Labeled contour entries
-=-=-=-=-
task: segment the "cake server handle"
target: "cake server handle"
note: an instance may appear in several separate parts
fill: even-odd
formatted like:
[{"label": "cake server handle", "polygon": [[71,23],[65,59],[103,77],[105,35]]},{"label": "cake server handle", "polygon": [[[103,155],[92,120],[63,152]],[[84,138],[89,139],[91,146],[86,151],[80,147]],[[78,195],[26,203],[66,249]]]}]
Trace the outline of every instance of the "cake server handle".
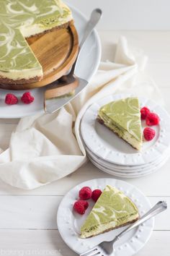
-=-=-=-=-
▸ **Written exercise**:
Pull out every line of the material above verbatim, leaving out the pictures.

▸ **Exercise result**:
task: segment the "cake server handle"
target: "cake server handle"
note: an instance may appear in several separate parts
fill: even-odd
formatted like:
[{"label": "cake server handle", "polygon": [[71,23],[65,59],[103,77],[105,35]]},{"label": "cake server handle", "polygon": [[[103,155],[92,120],[63,152]],[[84,138],[89,139],[91,146],[86,151],[80,147]],[[78,195],[26,203],[66,249]]]}]
Trace the outline of every instance of the "cake server handle".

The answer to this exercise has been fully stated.